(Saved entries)
☆ ☆ ☆

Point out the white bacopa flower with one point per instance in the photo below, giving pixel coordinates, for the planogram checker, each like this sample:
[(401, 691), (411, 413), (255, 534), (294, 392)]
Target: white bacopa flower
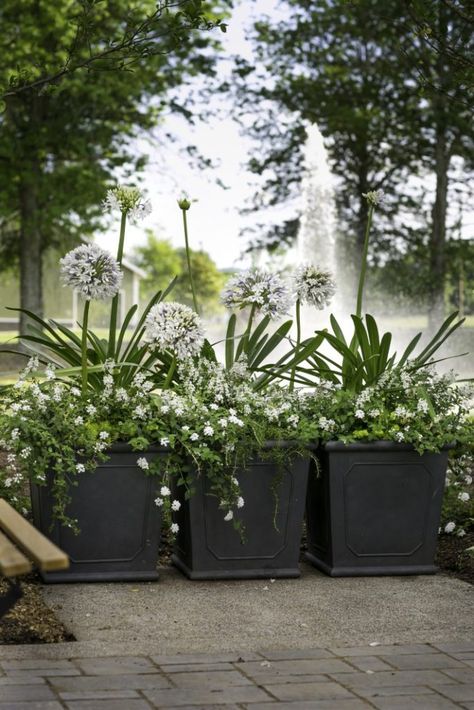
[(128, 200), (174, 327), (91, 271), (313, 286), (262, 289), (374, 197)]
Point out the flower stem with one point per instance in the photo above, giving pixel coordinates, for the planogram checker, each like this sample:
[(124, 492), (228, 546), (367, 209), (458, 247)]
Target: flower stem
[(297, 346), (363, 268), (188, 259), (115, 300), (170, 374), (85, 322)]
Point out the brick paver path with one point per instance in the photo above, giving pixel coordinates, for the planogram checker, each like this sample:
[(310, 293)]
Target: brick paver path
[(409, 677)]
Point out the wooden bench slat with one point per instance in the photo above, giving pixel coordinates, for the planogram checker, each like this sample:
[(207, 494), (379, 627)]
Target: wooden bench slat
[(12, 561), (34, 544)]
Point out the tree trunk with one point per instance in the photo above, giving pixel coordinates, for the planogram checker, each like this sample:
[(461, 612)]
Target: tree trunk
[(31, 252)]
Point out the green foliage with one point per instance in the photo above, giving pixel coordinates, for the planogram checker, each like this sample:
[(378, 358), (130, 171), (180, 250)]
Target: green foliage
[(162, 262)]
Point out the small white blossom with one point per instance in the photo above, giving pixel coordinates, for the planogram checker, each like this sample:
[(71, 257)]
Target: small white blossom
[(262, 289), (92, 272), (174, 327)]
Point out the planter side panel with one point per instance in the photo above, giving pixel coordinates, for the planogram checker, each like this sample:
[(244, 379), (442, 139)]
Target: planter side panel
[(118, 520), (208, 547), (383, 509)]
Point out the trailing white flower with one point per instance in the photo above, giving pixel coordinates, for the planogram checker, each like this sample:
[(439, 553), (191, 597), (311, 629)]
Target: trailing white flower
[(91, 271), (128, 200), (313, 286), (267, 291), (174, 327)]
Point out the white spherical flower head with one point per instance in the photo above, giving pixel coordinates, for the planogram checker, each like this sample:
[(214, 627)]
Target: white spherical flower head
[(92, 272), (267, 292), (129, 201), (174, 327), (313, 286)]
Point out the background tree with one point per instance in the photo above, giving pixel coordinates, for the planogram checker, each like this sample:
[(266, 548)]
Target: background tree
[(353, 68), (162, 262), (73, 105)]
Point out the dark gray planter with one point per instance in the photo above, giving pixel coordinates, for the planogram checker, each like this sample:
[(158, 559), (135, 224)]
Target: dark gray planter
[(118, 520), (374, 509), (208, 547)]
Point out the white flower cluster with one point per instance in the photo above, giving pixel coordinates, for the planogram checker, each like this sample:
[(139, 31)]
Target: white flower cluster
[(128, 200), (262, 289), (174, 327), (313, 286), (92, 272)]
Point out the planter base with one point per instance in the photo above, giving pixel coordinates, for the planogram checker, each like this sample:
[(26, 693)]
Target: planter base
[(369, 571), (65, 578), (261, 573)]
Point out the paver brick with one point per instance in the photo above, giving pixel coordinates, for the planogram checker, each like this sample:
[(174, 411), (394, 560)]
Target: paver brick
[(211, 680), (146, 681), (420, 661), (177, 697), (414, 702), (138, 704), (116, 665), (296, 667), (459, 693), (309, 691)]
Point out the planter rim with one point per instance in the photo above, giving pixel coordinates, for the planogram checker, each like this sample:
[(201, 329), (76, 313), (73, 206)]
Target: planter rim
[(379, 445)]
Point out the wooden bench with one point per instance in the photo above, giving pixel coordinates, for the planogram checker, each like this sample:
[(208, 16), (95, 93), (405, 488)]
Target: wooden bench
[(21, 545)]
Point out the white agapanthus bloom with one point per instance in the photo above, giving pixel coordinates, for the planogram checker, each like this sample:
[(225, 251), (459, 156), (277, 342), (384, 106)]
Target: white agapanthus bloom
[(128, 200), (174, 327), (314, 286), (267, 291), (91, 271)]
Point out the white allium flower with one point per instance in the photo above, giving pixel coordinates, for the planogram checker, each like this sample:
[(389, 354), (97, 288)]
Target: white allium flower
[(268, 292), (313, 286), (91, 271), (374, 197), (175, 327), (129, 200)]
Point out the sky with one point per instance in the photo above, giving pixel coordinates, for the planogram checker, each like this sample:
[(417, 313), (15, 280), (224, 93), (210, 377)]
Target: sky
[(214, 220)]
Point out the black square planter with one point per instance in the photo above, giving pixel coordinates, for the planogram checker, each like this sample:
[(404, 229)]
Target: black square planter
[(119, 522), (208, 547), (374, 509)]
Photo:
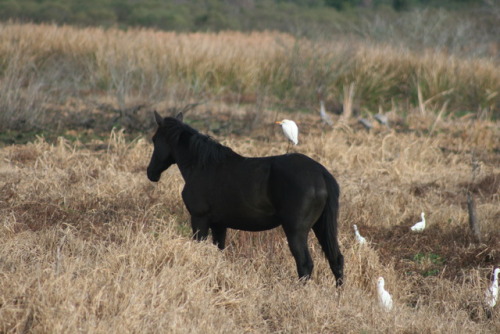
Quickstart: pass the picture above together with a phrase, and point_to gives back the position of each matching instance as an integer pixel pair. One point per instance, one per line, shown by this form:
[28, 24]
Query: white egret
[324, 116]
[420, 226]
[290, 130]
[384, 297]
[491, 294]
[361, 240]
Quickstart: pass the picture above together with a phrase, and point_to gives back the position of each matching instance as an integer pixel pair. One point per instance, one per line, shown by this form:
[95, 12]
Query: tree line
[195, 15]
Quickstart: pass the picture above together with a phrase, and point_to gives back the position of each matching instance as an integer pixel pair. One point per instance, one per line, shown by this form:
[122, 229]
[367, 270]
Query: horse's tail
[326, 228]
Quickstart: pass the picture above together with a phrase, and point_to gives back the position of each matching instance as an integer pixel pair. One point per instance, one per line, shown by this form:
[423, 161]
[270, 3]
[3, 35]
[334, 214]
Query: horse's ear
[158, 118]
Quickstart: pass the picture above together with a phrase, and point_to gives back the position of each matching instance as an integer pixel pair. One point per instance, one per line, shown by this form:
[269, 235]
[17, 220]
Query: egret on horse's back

☆ ☆ ☆

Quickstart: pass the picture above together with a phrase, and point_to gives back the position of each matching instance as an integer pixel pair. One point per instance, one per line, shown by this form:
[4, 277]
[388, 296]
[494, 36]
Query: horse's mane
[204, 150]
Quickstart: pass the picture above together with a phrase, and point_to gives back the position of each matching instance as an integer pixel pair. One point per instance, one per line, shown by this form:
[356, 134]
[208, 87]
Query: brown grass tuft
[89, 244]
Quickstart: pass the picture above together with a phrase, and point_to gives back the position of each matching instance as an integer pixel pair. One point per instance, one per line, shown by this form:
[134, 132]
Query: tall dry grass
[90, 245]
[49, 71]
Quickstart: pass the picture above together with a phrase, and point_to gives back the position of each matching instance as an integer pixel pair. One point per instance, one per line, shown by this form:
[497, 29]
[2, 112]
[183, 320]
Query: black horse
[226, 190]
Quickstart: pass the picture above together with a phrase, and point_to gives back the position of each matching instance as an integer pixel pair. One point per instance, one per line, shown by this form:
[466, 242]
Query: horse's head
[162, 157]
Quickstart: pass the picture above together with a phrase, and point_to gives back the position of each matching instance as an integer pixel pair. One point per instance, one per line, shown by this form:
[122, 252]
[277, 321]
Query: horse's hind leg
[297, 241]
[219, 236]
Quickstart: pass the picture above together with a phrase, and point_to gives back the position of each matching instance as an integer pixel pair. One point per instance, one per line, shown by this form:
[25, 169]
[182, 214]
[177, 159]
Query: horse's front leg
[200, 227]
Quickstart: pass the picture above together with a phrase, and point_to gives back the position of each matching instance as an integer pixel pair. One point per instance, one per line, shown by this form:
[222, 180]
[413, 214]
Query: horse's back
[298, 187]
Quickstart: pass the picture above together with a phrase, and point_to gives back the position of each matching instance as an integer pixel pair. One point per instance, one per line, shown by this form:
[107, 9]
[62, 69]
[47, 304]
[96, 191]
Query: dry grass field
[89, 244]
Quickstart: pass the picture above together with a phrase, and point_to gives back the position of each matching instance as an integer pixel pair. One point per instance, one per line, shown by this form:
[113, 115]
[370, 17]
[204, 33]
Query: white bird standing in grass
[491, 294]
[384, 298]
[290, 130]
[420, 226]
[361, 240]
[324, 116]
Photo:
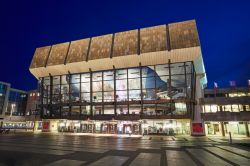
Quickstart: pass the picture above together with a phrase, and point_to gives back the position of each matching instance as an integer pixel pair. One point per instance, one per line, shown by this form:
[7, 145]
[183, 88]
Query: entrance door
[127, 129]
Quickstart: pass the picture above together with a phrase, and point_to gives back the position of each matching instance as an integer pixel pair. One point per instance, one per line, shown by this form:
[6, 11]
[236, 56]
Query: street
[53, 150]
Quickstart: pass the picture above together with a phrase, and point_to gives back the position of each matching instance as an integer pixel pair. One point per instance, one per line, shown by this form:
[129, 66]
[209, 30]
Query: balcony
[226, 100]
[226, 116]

☆ ☆ ☆

As listed above, the lines from the line with "[(389, 354), (97, 288)]" to the line with "Point out the black" are to be echoed exactly, with both ends included and nothing added.

[(389, 354), (97, 288)]
Target: white allium flower
[(268, 292), (313, 286), (91, 271), (374, 197), (175, 327), (129, 200)]
Point out the sky with one point per instance in the photo above, giving pixel coordinates, for the planogram checker, each like this sample:
[(417, 313), (15, 280), (224, 93), (210, 377)]
Target: sky
[(214, 220)]
Point out the black square planter with one point per instance in the photo above, giving pixel coordinates, for the planogram checker, each like this sample:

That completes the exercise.